▸ What is being asked: Could you render the lines, beginning at the one that contains "[mask] crowd holding banner -> every instance" and stopping after the one that contains "193 123 L 193", as a JSON list of strings, one string per line, with any blank lines left out?

▸ Dataset entries:
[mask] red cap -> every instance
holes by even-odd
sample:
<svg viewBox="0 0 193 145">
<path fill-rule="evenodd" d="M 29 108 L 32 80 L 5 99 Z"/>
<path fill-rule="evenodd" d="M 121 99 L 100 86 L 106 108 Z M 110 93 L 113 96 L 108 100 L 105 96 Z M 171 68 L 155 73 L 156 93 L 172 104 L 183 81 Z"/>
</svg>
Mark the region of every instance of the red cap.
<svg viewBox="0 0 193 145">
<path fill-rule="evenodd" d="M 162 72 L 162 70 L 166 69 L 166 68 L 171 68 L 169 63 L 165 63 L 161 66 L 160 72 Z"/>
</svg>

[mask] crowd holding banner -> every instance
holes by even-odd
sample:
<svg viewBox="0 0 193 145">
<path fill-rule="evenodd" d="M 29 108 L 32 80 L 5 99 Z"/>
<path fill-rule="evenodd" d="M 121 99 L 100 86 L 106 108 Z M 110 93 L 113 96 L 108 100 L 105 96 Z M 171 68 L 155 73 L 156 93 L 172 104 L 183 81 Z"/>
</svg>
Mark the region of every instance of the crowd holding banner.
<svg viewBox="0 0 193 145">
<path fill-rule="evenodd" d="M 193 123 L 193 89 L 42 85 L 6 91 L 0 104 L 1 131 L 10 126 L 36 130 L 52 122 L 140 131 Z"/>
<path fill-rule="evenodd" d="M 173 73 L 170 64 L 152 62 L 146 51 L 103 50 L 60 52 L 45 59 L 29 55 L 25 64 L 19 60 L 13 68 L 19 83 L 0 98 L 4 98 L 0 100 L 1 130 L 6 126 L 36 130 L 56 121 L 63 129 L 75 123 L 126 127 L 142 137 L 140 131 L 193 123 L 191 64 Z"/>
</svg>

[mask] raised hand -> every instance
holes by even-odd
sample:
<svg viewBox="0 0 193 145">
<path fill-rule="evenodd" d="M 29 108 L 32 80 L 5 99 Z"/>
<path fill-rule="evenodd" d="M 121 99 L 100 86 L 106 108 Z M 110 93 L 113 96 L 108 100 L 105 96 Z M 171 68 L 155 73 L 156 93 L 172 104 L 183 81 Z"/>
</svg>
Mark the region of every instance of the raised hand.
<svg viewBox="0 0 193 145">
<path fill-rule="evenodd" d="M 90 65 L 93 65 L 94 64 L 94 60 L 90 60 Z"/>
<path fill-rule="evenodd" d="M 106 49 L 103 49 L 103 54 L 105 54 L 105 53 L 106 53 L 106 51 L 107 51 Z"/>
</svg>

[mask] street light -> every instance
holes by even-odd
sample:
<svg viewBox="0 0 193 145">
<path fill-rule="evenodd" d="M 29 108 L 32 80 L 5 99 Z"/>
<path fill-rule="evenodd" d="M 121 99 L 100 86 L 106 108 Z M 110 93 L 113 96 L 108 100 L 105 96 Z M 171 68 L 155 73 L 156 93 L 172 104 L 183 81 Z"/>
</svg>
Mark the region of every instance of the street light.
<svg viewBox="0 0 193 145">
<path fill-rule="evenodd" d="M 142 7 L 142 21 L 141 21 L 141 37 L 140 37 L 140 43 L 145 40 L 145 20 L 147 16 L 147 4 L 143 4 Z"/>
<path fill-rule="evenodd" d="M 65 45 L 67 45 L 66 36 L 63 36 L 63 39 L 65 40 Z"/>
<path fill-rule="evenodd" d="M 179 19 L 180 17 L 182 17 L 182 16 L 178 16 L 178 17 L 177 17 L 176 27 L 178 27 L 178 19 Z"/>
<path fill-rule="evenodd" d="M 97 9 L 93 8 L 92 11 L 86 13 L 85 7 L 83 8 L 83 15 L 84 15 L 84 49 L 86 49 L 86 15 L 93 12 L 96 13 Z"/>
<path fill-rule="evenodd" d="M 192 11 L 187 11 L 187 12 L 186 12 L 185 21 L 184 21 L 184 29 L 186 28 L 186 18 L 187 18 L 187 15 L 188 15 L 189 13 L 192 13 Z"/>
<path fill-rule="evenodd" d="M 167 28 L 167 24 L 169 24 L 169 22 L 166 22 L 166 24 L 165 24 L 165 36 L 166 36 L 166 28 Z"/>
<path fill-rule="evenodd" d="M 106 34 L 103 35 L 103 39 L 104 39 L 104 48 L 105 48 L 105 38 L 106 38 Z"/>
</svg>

▸ Response:
[
  "[mask] crowd holding banner -> every instance",
  "holes by even-odd",
  "sample:",
  "<svg viewBox=\"0 0 193 145\">",
  "<path fill-rule=\"evenodd\" d=\"M 29 108 L 32 80 L 5 99 Z\"/>",
  "<path fill-rule=\"evenodd\" d=\"M 121 99 L 100 86 L 106 108 Z M 110 93 L 113 96 L 108 100 L 105 96 Z M 171 68 L 155 73 L 156 93 L 172 104 L 183 81 Z\"/>",
  "</svg>",
  "Mark the region of every instance of the crowd holding banner.",
  "<svg viewBox=\"0 0 193 145\">",
  "<path fill-rule=\"evenodd\" d=\"M 193 123 L 193 89 L 42 85 L 6 91 L 0 104 L 1 131 L 10 126 L 36 130 L 52 122 L 140 131 Z\"/>"
]